Teague: Looking beyond boxwood? Here are some ideas

November 1, 2013 

We still have a couple of weeks left in our fall planting season, so I'd like to make my annual plea to think outside the box(wood) when considering planting or replacing hedges.

Boxwoods are easily sheared to maintain size and shape, but they don't add much in the way of color, texture and seasonal interest in a garden. There are quite a few evergreen hedge plants that are very well-suited to our arid climate and that also produce pollen-bearing flowers that attract bees and other pollinators as well as winter berries that provide food for birds.

The foliage of many of these hedges will change color throughout the year. Size and shape can be managed by buying dwarf varieties if necessary and by learning the proper methods and timing of pruning.

Nandina or heavenly bamboo, wax privet or ligustrum and pyracantha are three of the most popular secondary (to boxwood) hedge choices.

Pyracantha can be sheared into formal shapes and still will flower and produce berries. Shearing will reduce the flowering of nandina and wax privet. Instead, cut out older canes at the base every winter to rejuvenate nandina and shear wax privet less frequently to preserve more flowers and berries.

Toyon, or Christmas berry or California holly, is a native plant. Toyon can be shaped into hedges of any size. It blooms on year-old wood; trimming should preserve as much older wood as possible.

Manzanita and cotoneaster are available in many sizes. They make excellent, drought-tolerant informal hedges when established.

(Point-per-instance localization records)
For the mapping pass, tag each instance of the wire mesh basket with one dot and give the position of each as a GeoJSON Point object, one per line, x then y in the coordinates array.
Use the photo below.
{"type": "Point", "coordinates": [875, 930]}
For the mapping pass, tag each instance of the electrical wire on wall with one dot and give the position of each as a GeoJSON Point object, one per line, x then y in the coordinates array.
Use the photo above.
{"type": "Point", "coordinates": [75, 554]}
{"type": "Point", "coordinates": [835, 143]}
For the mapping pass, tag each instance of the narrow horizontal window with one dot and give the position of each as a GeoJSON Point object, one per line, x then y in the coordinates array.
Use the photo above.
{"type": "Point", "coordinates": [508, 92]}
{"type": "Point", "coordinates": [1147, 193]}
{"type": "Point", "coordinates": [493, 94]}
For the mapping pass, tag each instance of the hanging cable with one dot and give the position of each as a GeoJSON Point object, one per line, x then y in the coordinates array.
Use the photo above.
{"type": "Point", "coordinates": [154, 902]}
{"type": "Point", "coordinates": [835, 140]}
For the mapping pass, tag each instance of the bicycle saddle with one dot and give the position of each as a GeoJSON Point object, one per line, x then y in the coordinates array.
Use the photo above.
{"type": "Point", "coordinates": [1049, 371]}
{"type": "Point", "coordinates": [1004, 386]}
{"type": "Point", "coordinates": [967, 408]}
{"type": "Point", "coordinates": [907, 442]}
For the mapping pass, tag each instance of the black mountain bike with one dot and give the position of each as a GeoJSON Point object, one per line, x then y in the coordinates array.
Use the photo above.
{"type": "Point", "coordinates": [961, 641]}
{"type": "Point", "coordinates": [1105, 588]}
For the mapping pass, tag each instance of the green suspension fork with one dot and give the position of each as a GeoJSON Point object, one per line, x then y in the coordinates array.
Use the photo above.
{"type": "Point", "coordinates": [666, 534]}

◆ Problem description ◆
Can you continue the hedge-planting article from where it stops, after the sentence about manzanita and cotoneaster?

◆ Response area ◆
Many varieties of manzanita and cotoneaster have low, spreading growth habits that will require careful pruning to control.

Deciduous barberry plants, especially the Japanese barberry family, have a wider range of flower and foliage color than the evergreen varieties. Thin out old wood and prune rather than shear barberries. Barberry branches have sharp thorns. Plant them away from traffic areas or use them as barrier hedges.

Myrtle, an old-fashioned hedge plant, has pleasantly fragrant foliage. Because it is slow-growing, size and shape can be maintained more easily than with some more vigorous species. Variegated leaves on some myrtle varieties have a light, lacy appearance.

Members of the rosaceae plant family, including pyracantha, toyon and cotoneaster, are susceptible to fireblight, a bacterial disease that is a common problem in our climate (warm, wet springs). Check labels to verify resistant varieties before buying.

Visit local nurseries this fall to check out fall foliage and winter berry color.

New varieties and new hybrids of old favorites become available every year; the suggestions above are among the most readily available.